* _GIVEN ENTRIES_
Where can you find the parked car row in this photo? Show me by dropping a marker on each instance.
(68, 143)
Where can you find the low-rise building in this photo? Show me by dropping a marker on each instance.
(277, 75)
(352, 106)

* _GOAL OF THE EXERCISE_
Reproduce each of the rows above verbatim, keeping their original order.

* _CORRECT RESPONSE_
Where can you find the parked car row in this photo? Show me by dropping a marker on each instance.
(68, 143)
Where can you find the low-rise building in this photo? Show me by dropping a marker on each instance.
(277, 75)
(352, 106)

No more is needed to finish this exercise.